TASK MATERIAL:
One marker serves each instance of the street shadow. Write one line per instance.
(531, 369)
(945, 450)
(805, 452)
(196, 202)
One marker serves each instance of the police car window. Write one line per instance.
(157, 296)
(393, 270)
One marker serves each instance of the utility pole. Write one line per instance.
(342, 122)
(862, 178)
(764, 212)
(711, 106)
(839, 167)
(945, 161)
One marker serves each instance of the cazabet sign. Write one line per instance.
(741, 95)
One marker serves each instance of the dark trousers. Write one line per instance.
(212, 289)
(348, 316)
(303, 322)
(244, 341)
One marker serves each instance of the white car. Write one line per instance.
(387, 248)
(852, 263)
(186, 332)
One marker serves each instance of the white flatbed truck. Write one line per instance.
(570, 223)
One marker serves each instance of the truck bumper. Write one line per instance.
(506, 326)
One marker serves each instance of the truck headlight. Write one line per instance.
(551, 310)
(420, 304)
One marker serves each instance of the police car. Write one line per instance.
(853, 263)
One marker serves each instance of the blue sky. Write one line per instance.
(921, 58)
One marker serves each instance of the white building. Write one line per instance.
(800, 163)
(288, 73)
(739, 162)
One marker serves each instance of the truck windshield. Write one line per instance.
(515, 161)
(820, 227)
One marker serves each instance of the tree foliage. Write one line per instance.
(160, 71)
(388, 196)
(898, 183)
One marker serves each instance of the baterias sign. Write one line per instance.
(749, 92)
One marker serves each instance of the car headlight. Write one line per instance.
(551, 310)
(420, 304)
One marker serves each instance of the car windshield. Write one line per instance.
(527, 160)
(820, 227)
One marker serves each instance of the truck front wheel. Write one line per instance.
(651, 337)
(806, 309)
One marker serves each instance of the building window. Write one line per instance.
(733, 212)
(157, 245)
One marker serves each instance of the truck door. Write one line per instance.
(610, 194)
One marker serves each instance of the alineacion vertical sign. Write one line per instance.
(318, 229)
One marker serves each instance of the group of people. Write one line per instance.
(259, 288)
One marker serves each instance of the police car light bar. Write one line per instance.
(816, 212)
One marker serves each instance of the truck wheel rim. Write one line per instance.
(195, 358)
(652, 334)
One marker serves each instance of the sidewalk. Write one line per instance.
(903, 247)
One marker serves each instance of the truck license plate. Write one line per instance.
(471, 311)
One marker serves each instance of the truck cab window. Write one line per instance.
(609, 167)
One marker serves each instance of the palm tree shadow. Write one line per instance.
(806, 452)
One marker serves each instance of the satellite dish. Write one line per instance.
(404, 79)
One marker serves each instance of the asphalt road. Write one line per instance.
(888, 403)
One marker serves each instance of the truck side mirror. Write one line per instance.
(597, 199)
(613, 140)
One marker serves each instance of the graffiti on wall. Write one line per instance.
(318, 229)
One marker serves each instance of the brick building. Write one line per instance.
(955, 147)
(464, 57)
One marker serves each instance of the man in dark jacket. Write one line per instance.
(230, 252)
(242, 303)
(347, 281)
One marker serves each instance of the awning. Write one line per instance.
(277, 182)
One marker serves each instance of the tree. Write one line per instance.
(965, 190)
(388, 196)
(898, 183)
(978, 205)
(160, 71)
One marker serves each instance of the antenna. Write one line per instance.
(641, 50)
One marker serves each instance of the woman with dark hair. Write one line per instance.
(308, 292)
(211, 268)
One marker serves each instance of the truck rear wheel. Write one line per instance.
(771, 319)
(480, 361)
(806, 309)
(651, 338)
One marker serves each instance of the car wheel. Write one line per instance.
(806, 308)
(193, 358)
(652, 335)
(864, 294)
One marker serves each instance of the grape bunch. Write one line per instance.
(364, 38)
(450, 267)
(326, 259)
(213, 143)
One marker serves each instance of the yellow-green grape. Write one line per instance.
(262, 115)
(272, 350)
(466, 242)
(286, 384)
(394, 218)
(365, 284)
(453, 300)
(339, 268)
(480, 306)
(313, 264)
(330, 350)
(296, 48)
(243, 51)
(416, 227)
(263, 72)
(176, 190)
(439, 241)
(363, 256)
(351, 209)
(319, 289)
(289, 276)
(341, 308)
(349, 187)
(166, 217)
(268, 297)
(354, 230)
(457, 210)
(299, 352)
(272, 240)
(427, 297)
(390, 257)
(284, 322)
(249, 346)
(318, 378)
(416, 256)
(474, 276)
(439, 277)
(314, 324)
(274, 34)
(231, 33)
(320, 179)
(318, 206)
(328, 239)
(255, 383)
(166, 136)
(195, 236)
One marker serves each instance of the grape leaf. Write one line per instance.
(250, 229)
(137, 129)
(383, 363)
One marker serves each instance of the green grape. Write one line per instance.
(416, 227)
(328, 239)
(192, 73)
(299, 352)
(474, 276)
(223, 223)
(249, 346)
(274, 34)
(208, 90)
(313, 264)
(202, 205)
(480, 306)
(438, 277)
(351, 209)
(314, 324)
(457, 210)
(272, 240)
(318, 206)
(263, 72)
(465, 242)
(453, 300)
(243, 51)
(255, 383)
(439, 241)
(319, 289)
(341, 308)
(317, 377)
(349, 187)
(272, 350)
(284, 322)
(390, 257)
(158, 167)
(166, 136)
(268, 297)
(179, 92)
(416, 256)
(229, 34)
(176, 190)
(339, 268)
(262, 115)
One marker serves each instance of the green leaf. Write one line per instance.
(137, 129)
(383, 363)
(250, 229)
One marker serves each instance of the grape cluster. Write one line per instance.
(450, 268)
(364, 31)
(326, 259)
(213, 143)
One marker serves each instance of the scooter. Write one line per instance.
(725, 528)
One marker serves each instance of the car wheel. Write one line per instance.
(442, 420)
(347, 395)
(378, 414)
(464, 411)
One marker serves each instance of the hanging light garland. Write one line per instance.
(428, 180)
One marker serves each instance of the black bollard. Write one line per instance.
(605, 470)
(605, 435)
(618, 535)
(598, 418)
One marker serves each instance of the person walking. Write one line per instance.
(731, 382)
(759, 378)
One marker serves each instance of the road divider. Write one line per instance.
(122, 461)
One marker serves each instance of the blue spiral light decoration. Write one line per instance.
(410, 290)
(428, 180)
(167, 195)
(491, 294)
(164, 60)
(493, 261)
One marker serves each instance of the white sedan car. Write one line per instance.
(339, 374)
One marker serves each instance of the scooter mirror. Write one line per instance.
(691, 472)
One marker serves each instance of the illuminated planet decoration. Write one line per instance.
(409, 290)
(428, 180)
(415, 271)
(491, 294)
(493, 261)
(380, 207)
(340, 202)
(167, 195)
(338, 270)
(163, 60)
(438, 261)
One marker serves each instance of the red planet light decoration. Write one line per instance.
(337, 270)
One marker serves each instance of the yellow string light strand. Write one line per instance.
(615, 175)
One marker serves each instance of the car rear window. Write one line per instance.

THE PROBLEM:
Transcribe the material exactly, so that no line is lost or altered.

YOUR RESPONSE:
One marker serves each instance of the street shadow. Write one line per instance.
(531, 369)
(945, 450)
(805, 452)
(196, 202)
One marker serves each instance of the police car window. Write one line per instance.
(157, 296)
(393, 270)
One marker serves each instance of the utility pole. Write one line per instance.
(342, 122)
(862, 178)
(764, 212)
(711, 106)
(839, 167)
(945, 161)
One marker serves each instance of the cazabet sign. Write one line per instance.
(741, 95)
One marker serves each instance of the dark trousers. Write one line per instance.
(212, 289)
(348, 316)
(303, 322)
(244, 341)
One marker serves each instance of the white car. Write one line per instance.
(387, 248)
(852, 263)
(186, 332)
One marker serves each instance of the white flatbed truck. Write one line per instance.
(570, 223)
One marker serves each instance of the truck bumper. Write one line per instance.
(506, 326)
One marker serves each instance of the truck headlight. Write one line per instance.
(551, 310)
(420, 304)
One marker serves each instance of the police car. Write one line per instance.
(853, 263)
One marker serves each instance of the blue sky. Write one line per instance.
(921, 58)
One marker serves each instance of the white building. Write one line per instance.
(800, 163)
(288, 73)
(739, 162)
One marker serves each instance of the truck windshield. Write one line per instance.
(515, 161)
(820, 227)
One marker serves each instance of the tree foliage. Write one line per instance.
(160, 71)
(388, 196)
(898, 183)
One marker serves each instance of the baterias sign. Write one line per instance.
(749, 92)
One marker serves each instance of the car headlight. Write one line per instance.
(551, 310)
(420, 304)
One marker serves each instance of the car windshield. Write one line per instance.
(527, 160)
(820, 227)
One marker serves each instance of the truck front wheel. Write one line per instance.
(651, 337)
(806, 309)
One marker serves each instance of the building window. Write one line per instance.
(733, 212)
(157, 245)
One marker serves each instance of the truck door. Write one line per instance.
(610, 194)
One marker serves each instance of the alineacion vertical sign. Write one line per instance.
(318, 229)
One marker serves each instance of the group of people. Write one line per instance.
(259, 288)
One marker serves each instance of the police car light bar. Write one line per instance.
(816, 212)
One marker serves each instance of the truck wheel rim. Write one line per instance.
(195, 358)
(652, 334)
One marker serves each instance of the sidewalk. Write one line per instance.
(903, 247)
One marker serves each instance of the truck license plate. Write one line per instance.
(471, 311)
One marker serves each instance of the truck cab window. Write one line per instance.
(609, 167)
One marker serves each instance of the palm tree shadow. Write one line per instance.
(806, 452)
One marker serves each instance of the satellite dish. Write one line per instance.
(404, 79)
One marker serves each instance of the asphalt road. Write one line per instance.
(888, 403)
One marker serves each instance of the truck side mirror. Write one line per instance.
(597, 199)
(613, 140)
One marker serves each instance of the graffiti on wall. Write one line per instance.
(318, 229)
One marker serves each instance of the brick building. Write one line per instance.
(955, 147)
(464, 57)
One marker serves each instance of the man in dark jacket. Write one line per instance.
(230, 252)
(242, 303)
(347, 281)
One marker serves each instance of the awning. Write one line per instance.
(277, 182)
One marker serves each instance of the tree. Write one line per instance.
(965, 190)
(388, 196)
(898, 183)
(978, 205)
(160, 71)
One marker serves each instance of the antenna. Write one line per instance.
(641, 50)
One marker serves each instance of the woman with dark hair. Write one line per instance.
(308, 292)
(211, 268)
One marker serves each instance of the truck rear wheel. Write one line per instance.
(771, 319)
(480, 361)
(806, 309)
(651, 338)
One marker serves each instance of the car wheel. Write one line per instance.
(806, 308)
(193, 358)
(652, 335)
(864, 294)
One marker serves each instance of the grape bunch. Write one line per instance.
(364, 38)
(450, 267)
(326, 259)
(213, 143)
One marker serves each instance of the yellow-green grape. Write one line per instance.
(262, 115)
(272, 350)
(466, 242)
(286, 384)
(394, 218)
(365, 284)
(453, 300)
(339, 268)
(480, 306)
(313, 264)
(330, 350)
(296, 48)
(243, 51)
(416, 227)
(263, 72)
(176, 190)
(439, 241)
(363, 256)
(351, 209)
(319, 289)
(289, 276)
(341, 308)
(349, 187)
(166, 217)
(268, 297)
(354, 230)
(457, 210)
(299, 352)
(272, 240)
(427, 297)
(390, 257)
(284, 322)
(249, 346)
(318, 378)
(416, 256)
(474, 276)
(439, 277)
(314, 324)
(274, 34)
(231, 33)
(320, 179)
(318, 206)
(328, 239)
(255, 383)
(166, 136)
(195, 236)
One marker serves each instance of the grape leaf. Write one line per instance.
(250, 229)
(137, 129)
(383, 363)
One marker serves each instance of the green grape. Write one line per instance.
(416, 227)
(328, 239)
(192, 73)
(299, 352)
(474, 276)
(223, 223)
(249, 346)
(274, 34)
(208, 90)
(313, 264)
(202, 205)
(480, 306)
(438, 277)
(351, 209)
(314, 324)
(457, 210)
(272, 240)
(318, 206)
(263, 72)
(465, 242)
(453, 300)
(243, 51)
(255, 383)
(439, 241)
(319, 289)
(341, 308)
(317, 377)
(349, 187)
(272, 350)
(284, 322)
(390, 257)
(158, 167)
(166, 136)
(268, 297)
(179, 92)
(416, 256)
(229, 34)
(176, 190)
(339, 268)
(262, 115)
One marker serves each instance of the green leaf. Write one line per instance.
(137, 129)
(383, 363)
(250, 229)
One marker serves each instance of the grape cluster. Write one line per instance.
(450, 268)
(364, 31)
(326, 259)
(213, 143)
One marker serves each instance of the scooter. Write one line per instance.
(725, 528)
One marker serves each instance of the car wheel. Write one line per instance.
(442, 420)
(347, 395)
(378, 414)
(464, 411)
One marker serves each instance of the hanging light garland. Write one line per instance.
(428, 180)
One marker serves each instance of the black bollard. Write one line per instance.
(605, 470)
(605, 435)
(618, 535)
(598, 418)
One marker serves each instance of the person walking. Write one line per instance.
(731, 382)
(759, 378)
One marker serves each instance of the road divider. Write one line per instance.
(122, 461)
One marker serves each instance of the blue spiral light decoration. Write one line per instance.
(410, 290)
(428, 180)
(167, 195)
(491, 294)
(164, 60)
(493, 261)
One marker serves each instance of the white sedan car. Write one line per instance.
(339, 374)
One marker serves each instance of the scooter mirror. Write one line per instance.
(691, 472)
One marker serves each instance of the illuminated planet decoration. Write one line per instance.
(409, 290)
(428, 180)
(415, 271)
(491, 294)
(493, 261)
(380, 207)
(340, 202)
(167, 195)
(338, 270)
(163, 60)
(438, 261)
One marker serves each instance of the red planet light decoration. Write one line per instance.
(337, 270)
One marker serves each instance of the yellow string light strand. Write one line per instance.
(615, 175)
One marker serves each instance of the car rear window. Write one line per instance.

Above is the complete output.